[PASSAGE PROVIDED]:
⟨
There are two types of senior executives: those who value their workers’ opinions and ideas on how to improve business — and those who don’t, primarily because they’re convinced they have all the answers. Cargill Value Added Meats’ (CVAM) complex in Waco, Texas, values its employees and its Valuing Imagination in People (VIP) program has yielded some impressive results.
Under its VIP program, ideas on how to improve working conditions or save money in operations are submitted by facility workers and a committee reviews them. Anyone submitting an idea gets a $10 retailer gift card. From that point, ideas are recognized with a $100, $150 or $500 gift, depending on the value of the idea.
One employee submitted an idea on how to place product on cooking racks to prevent bright spots, or touchers, which are created when two pieces of product touch on the rack. “We eliminated touchers by stacking products in a different pattern on the rack,” says JR Dollins, continuous improvement manager at the complex, who is also a certified Six Sigma Black Belt and a 17-year Cargill veteran.
Other employee ideas have saved the Waco complex anywhere from $800 to $150,000 a year, adds Paul O’Leary, operations manager and 20-year Waco complex veteran.
Throughout the decades, the Waco facility has evolved into a 381,275 sq. ft. poultry and meat complex. The plant offers a range of raw and pre-cooked value-added turkey, beef, pork and chicken products. This complex is one of nine facilities making up the CVAM retail business. CVAM is a business unit of Wichita-based Cargill Meat Solutions.
Employee ideas on how to improve operations can be submitted in many areas. Turkey (raw and pre-cooked whole birds plus a range of further value-added turkey products) is this complex’s No. 1 protein. It harvests about 28,000 birds a day. But Cargill’s Waco complex also processes a range of value-added beef, pork and chicken. The bulk of the beef is in the form of diced product distributed to industrial customers, the bulk of pork is in ham products and chicken is primarily deli products.
⟩
[RECORDS]:
⟨
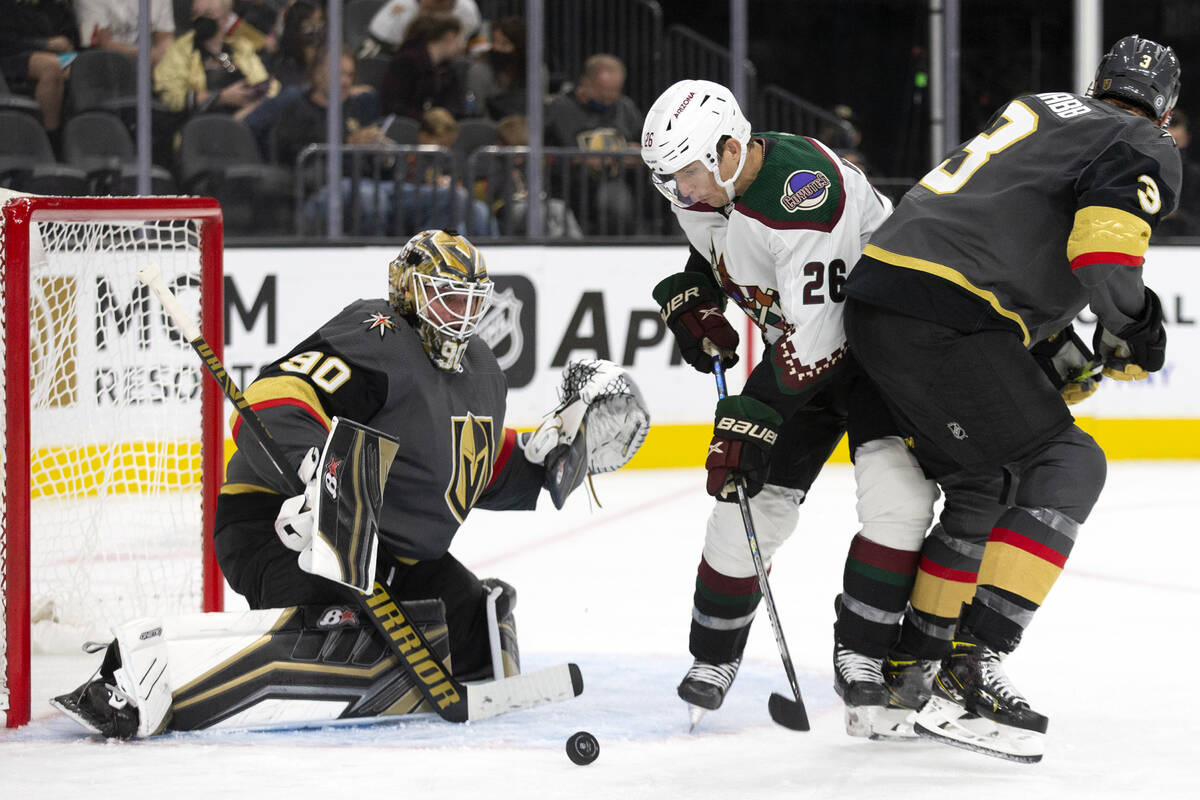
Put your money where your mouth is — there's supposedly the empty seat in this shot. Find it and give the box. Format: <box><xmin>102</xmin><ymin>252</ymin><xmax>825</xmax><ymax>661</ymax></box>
<box><xmin>0</xmin><ymin>73</ymin><xmax>42</xmax><ymax>122</ymax></box>
<box><xmin>0</xmin><ymin>110</ymin><xmax>88</xmax><ymax>194</ymax></box>
<box><xmin>454</xmin><ymin>118</ymin><xmax>499</xmax><ymax>161</ymax></box>
<box><xmin>179</xmin><ymin>114</ymin><xmax>294</xmax><ymax>234</ymax></box>
<box><xmin>354</xmin><ymin>55</ymin><xmax>391</xmax><ymax>91</ymax></box>
<box><xmin>67</xmin><ymin>50</ymin><xmax>138</xmax><ymax>114</ymax></box>
<box><xmin>62</xmin><ymin>112</ymin><xmax>175</xmax><ymax>194</ymax></box>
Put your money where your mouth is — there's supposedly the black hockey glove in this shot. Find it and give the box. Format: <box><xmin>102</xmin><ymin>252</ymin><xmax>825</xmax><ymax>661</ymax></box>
<box><xmin>653</xmin><ymin>272</ymin><xmax>738</xmax><ymax>372</ymax></box>
<box><xmin>1030</xmin><ymin>325</ymin><xmax>1100</xmax><ymax>405</ymax></box>
<box><xmin>1092</xmin><ymin>287</ymin><xmax>1166</xmax><ymax>380</ymax></box>
<box><xmin>704</xmin><ymin>395</ymin><xmax>784</xmax><ymax>503</ymax></box>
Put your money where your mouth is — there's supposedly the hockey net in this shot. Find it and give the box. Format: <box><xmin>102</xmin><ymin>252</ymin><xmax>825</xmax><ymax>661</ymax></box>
<box><xmin>0</xmin><ymin>194</ymin><xmax>223</xmax><ymax>727</ymax></box>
⟩
[EXERCISE DESCRIPTION]: Repeat word for word the portion of the passage on the Cargill Waco complex starting at "Throughout the decades, the" and ending at "Cargill Meat Solutions.".

[RESPONSE AREA]:
Throughout the decades, the Waco facility has evolved into a 381,275 sq. ft. poultry and meat complex. The plant offers a range of raw and pre-cooked value-added turkey, beef, pork and chicken products. This complex is one of nine facilities making up the CVAM retail business. CVAM is a business unit of Wichita-based Cargill Meat Solutions.